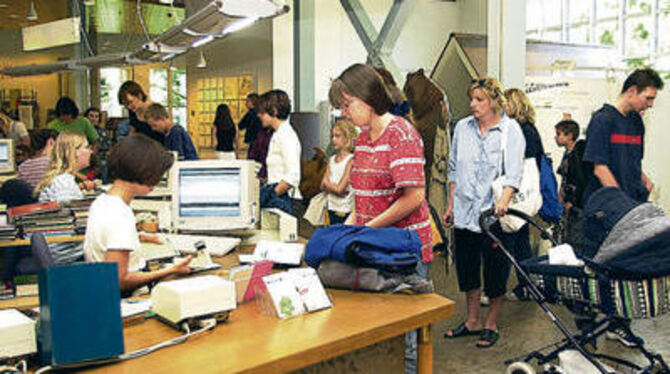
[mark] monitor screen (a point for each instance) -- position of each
(5, 149)
(209, 192)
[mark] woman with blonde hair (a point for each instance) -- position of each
(474, 163)
(70, 153)
(520, 108)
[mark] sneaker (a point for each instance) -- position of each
(624, 337)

[Set exercise]: Reproduce all of the material above line for line, leaving out the pictures.

[Task result]:
[mark] monitor screen (a point for each instance) -- position of each
(5, 149)
(209, 192)
[mark] woman with blonde hair (a point for each instance) -- position of each
(474, 163)
(70, 153)
(520, 108)
[mark] sneaker (a point for each instance) -- position of each
(624, 337)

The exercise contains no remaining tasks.